- Opening Delimiter -

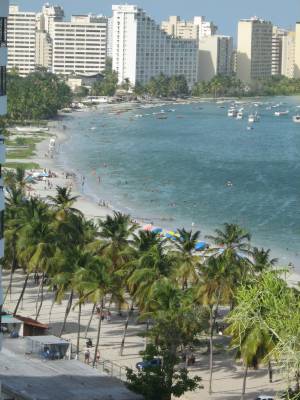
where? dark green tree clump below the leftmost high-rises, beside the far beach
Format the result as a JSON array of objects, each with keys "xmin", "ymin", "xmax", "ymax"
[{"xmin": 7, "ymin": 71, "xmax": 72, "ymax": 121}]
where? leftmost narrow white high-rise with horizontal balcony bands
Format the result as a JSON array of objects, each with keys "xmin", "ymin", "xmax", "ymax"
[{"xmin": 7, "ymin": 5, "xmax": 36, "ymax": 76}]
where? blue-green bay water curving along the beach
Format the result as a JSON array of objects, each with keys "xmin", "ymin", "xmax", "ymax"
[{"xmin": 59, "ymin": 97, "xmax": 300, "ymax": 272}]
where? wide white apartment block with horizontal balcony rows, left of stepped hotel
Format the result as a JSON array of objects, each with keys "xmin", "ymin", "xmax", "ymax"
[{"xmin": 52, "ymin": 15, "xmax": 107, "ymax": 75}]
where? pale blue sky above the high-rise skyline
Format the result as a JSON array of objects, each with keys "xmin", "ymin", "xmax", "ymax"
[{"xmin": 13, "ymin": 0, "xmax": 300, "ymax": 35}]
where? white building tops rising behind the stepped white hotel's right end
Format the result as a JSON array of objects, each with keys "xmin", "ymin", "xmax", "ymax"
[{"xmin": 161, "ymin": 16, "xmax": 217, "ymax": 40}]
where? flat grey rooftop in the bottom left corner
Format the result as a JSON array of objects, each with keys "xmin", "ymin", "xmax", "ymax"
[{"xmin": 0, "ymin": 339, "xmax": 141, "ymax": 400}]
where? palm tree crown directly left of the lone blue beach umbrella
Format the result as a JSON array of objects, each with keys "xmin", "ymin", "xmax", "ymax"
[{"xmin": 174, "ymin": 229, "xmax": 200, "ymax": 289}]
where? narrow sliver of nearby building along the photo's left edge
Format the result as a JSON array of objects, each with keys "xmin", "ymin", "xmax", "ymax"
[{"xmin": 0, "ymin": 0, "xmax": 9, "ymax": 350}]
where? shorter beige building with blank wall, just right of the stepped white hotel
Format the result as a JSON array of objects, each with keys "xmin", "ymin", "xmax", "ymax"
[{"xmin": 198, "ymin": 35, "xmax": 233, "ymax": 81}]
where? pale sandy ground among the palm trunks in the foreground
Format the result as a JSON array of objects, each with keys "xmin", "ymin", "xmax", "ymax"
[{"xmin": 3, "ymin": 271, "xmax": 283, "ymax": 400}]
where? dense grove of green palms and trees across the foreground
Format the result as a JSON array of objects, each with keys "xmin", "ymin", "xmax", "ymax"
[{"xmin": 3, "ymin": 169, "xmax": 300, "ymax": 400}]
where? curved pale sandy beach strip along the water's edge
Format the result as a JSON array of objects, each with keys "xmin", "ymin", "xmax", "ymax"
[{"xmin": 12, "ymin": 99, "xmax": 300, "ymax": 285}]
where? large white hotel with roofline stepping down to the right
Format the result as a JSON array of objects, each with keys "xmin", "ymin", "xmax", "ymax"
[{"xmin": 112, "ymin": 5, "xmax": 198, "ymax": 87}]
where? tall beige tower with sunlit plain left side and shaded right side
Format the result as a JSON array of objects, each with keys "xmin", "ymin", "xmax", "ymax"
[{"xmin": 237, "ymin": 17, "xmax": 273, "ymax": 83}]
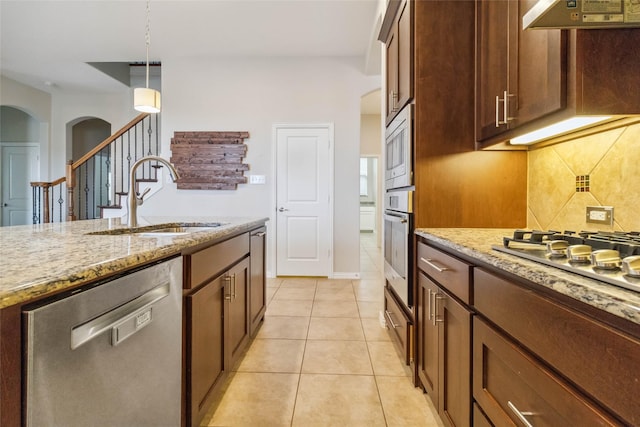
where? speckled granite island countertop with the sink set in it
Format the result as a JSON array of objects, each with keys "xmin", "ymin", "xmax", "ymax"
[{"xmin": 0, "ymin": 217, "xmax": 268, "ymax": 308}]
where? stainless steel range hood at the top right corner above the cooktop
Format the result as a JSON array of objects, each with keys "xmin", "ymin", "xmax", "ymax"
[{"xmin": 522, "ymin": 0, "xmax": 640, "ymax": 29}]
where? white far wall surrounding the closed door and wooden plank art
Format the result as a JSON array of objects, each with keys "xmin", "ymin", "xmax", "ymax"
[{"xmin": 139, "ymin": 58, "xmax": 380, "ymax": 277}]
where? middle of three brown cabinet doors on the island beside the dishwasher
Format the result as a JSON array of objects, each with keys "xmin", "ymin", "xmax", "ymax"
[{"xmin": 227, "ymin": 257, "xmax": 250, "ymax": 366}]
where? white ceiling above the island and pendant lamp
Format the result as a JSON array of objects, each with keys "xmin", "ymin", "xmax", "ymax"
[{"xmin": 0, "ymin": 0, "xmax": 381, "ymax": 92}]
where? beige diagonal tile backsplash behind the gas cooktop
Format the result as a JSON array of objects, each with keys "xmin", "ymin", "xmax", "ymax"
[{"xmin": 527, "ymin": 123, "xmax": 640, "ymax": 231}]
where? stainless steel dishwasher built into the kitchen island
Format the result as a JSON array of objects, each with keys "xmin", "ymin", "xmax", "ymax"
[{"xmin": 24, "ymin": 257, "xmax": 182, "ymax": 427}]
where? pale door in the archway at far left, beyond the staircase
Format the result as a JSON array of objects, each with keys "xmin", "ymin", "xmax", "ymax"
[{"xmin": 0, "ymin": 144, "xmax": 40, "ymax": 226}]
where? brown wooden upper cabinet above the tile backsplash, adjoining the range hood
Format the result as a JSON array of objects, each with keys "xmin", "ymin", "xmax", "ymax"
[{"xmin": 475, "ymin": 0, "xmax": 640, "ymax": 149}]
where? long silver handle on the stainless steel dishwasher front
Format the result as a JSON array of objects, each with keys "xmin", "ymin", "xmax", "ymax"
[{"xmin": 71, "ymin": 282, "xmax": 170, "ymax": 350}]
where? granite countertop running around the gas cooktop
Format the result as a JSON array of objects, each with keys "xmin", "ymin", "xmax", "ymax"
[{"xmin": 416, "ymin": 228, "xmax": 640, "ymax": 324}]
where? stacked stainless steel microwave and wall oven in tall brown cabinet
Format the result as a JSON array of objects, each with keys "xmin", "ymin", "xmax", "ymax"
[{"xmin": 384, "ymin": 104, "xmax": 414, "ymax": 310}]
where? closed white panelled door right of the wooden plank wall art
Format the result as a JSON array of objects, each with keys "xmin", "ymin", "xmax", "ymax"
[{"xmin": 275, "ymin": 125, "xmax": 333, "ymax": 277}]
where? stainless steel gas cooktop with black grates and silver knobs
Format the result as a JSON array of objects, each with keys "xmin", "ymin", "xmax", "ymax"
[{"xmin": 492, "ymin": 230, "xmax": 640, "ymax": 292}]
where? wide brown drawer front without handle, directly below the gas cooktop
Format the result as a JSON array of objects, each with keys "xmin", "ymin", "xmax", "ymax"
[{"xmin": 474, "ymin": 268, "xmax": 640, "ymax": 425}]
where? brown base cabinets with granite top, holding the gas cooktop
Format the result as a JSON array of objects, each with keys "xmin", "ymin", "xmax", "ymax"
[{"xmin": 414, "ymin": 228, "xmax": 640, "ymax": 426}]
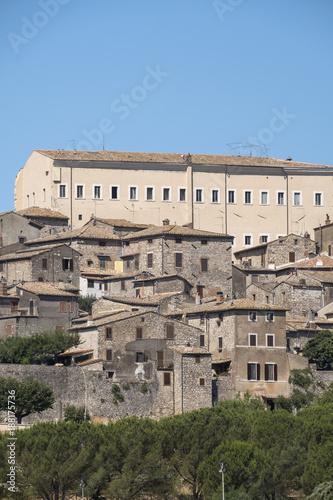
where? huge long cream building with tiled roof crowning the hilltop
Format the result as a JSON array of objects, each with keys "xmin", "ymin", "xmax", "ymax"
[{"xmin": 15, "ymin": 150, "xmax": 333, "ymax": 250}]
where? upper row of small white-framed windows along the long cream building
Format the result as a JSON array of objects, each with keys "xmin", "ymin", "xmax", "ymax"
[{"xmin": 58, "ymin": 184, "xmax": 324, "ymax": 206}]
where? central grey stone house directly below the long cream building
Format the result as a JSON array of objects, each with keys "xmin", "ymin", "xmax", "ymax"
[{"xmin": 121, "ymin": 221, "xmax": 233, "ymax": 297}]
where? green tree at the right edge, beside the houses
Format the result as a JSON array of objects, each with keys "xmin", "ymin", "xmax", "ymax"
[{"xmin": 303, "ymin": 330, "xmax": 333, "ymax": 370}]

- Closing Delimiter -

What you have to do -> Please repeat the entries above exactly, leaving out any pictures.

Completed exercise ->
where? dark green tree clump below the leftmost high-rises, beside the far beach
Format the result as a JSON array of objects, each with keys "xmin", "ymin", "xmax", "ymax"
[{"xmin": 7, "ymin": 71, "xmax": 72, "ymax": 121}]
where? leftmost narrow white high-rise with horizontal balcony bands
Format the result as a JSON array of objects, each with keys "xmin", "ymin", "xmax", "ymax"
[{"xmin": 7, "ymin": 5, "xmax": 36, "ymax": 76}]
where? blue-green bay water curving along the beach
Format the result as a JSON array of objects, each with keys "xmin", "ymin", "xmax", "ymax"
[{"xmin": 59, "ymin": 97, "xmax": 300, "ymax": 272}]
where? wide white apartment block with horizontal balcony rows, left of stepped hotel
Format the result as a JSON array of objects, each with keys "xmin", "ymin", "xmax", "ymax"
[{"xmin": 52, "ymin": 15, "xmax": 107, "ymax": 75}]
where? pale blue sky above the high-rise skyline
Format the result as a JSON array of objects, each with keys "xmin", "ymin", "xmax", "ymax"
[{"xmin": 13, "ymin": 0, "xmax": 300, "ymax": 35}]
where? white building tops rising behind the stepped white hotel's right end
Format the result as a JSON array of objects, each with keys "xmin", "ymin", "xmax", "ymax"
[{"xmin": 161, "ymin": 16, "xmax": 217, "ymax": 40}]
where? flat grey rooftop in the bottom left corner
Format the result as a JSON array of objects, each with keys "xmin", "ymin", "xmax", "ymax"
[{"xmin": 0, "ymin": 339, "xmax": 141, "ymax": 400}]
where? palm tree crown directly left of the lone blue beach umbrella
Format the result as a JSON array of objects, each with keys "xmin", "ymin", "xmax", "ymax"
[{"xmin": 174, "ymin": 229, "xmax": 200, "ymax": 289}]
where? narrow sliver of nearby building along the photo's left edge
Format the result as a JSON array of objects, each with keys "xmin", "ymin", "xmax", "ymax"
[{"xmin": 0, "ymin": 0, "xmax": 9, "ymax": 350}]
where? shorter beige building with blank wall, just right of the stepped white hotel
Format the result as a JSON array of objects, each with keys "xmin", "ymin", "xmax", "ymax"
[{"xmin": 198, "ymin": 35, "xmax": 233, "ymax": 81}]
where? pale sandy ground among the palm trunks in the foreground
Format the result as a JSON array of objects, each with keys "xmin", "ymin", "xmax", "ymax"
[{"xmin": 3, "ymin": 271, "xmax": 283, "ymax": 400}]
where? dense grove of green palms and trees across the foreground
Format the result as a JSON array of objects, each with keys "xmin", "ymin", "xmax", "ymax"
[{"xmin": 3, "ymin": 169, "xmax": 300, "ymax": 400}]
where? curved pale sandy beach strip along the water's edge
Format the result as a JSON array of objects, each with keys "xmin", "ymin", "xmax", "ymax"
[{"xmin": 12, "ymin": 99, "xmax": 300, "ymax": 285}]
where? large white hotel with roofline stepping down to the right
Format the result as a JSON array of objects, each with keys "xmin", "ymin", "xmax", "ymax"
[{"xmin": 112, "ymin": 5, "xmax": 198, "ymax": 87}]
where? tall beige tower with sunlit plain left side and shaded right side
Format the result as a JSON array of objects, each with keys "xmin", "ymin", "xmax", "ymax"
[{"xmin": 237, "ymin": 17, "xmax": 273, "ymax": 83}]
where? speckled granite island countertop with the sink set in it
Format the result as a JSON array of objects, each with keys "xmin", "ymin", "xmax", "ymax"
[{"xmin": 0, "ymin": 217, "xmax": 268, "ymax": 308}]
where? stainless steel range hood at the top right corner above the cooktop
Format the result as a JSON array of objects, each with keys "xmin", "ymin", "xmax", "ymax"
[{"xmin": 522, "ymin": 0, "xmax": 640, "ymax": 29}]
where? white far wall surrounding the closed door and wooden plank art
Format the result as a JSON array of objects, each with keys "xmin", "ymin", "xmax", "ymax"
[{"xmin": 139, "ymin": 58, "xmax": 380, "ymax": 277}]
where? middle of three brown cabinet doors on the island beside the dishwasher
Format the result as a JSON array of objects, each with keys "xmin", "ymin", "xmax", "ymax"
[{"xmin": 227, "ymin": 257, "xmax": 250, "ymax": 366}]
where? white ceiling above the island and pendant lamp
Format the result as a JSON array of objects, each with keys "xmin", "ymin", "xmax", "ymax"
[{"xmin": 0, "ymin": 0, "xmax": 381, "ymax": 92}]
where? beige diagonal tile backsplash behind the gas cooktop
Format the result as a JSON array of objects, each with keys "xmin", "ymin", "xmax", "ymax"
[{"xmin": 527, "ymin": 123, "xmax": 640, "ymax": 231}]
where? stainless steel dishwasher built into the kitchen island
Format the result as a JSON array of objects, each with keys "xmin", "ymin", "xmax", "ymax"
[{"xmin": 24, "ymin": 257, "xmax": 182, "ymax": 427}]
where? pale door in the archway at far left, beyond the staircase
Format the result as a JSON array of objects, each with keys "xmin", "ymin", "xmax", "ymax"
[{"xmin": 0, "ymin": 144, "xmax": 40, "ymax": 226}]
where? brown wooden upper cabinet above the tile backsplash, adjoining the range hood
Format the result as a JSON array of objects, each with keys "xmin", "ymin", "xmax", "ymax"
[{"xmin": 475, "ymin": 0, "xmax": 640, "ymax": 149}]
where? long silver handle on the stainless steel dishwasher front
Format the result as a JSON array of objects, each with keys "xmin", "ymin", "xmax", "ymax"
[{"xmin": 71, "ymin": 282, "xmax": 170, "ymax": 350}]
where? granite countertop running around the gas cooktop
Format the result as a JSON array of objects, each with keys "xmin", "ymin", "xmax", "ymax"
[{"xmin": 416, "ymin": 228, "xmax": 640, "ymax": 324}]
where? stacked stainless steel microwave and wall oven in tall brown cabinet
Format the result as a JSON array of objects, each with keys "xmin", "ymin", "xmax", "ymax"
[{"xmin": 384, "ymin": 104, "xmax": 414, "ymax": 310}]
where? closed white panelled door right of the wooden plank wall art
Format the result as a JSON array of objects, each with keys "xmin", "ymin", "xmax", "ymax"
[{"xmin": 275, "ymin": 125, "xmax": 333, "ymax": 277}]
where? stainless steel gas cooktop with black grates and silver knobs
Format the result as a JSON array of objects, each with keys "xmin", "ymin", "xmax", "ymax"
[{"xmin": 492, "ymin": 230, "xmax": 640, "ymax": 292}]
where? wide brown drawer front without handle, directly below the gas cooktop
Format the result as a JSON array of objects, each with keys "xmin", "ymin", "xmax", "ymax"
[{"xmin": 474, "ymin": 268, "xmax": 640, "ymax": 425}]
where? brown base cabinets with granite top, holding the gas cooktop
Format the result as a JSON array of objects, each with keys "xmin", "ymin", "xmax", "ymax"
[{"xmin": 414, "ymin": 228, "xmax": 640, "ymax": 426}]
where? huge long cream building with tiled roof crowning the hilltop
Format the result as a JSON array of objects, each with keys "xmin", "ymin", "xmax", "ymax"
[{"xmin": 15, "ymin": 150, "xmax": 333, "ymax": 250}]
where? upper row of small white-framed windows along the long cream building
Format the result as a JSON array of objects, each with keys "xmin", "ymin", "xmax", "ymax"
[{"xmin": 58, "ymin": 184, "xmax": 324, "ymax": 206}]
where? central grey stone house directly below the long cream building
Format the result as a JSON array of objects, each with keys "xmin", "ymin", "xmax", "ymax"
[{"xmin": 121, "ymin": 221, "xmax": 233, "ymax": 297}]
where? green tree at the right edge, beside the houses
Format the result as a JSON array of objects, each with keys "xmin", "ymin", "xmax", "ymax"
[{"xmin": 303, "ymin": 330, "xmax": 333, "ymax": 370}]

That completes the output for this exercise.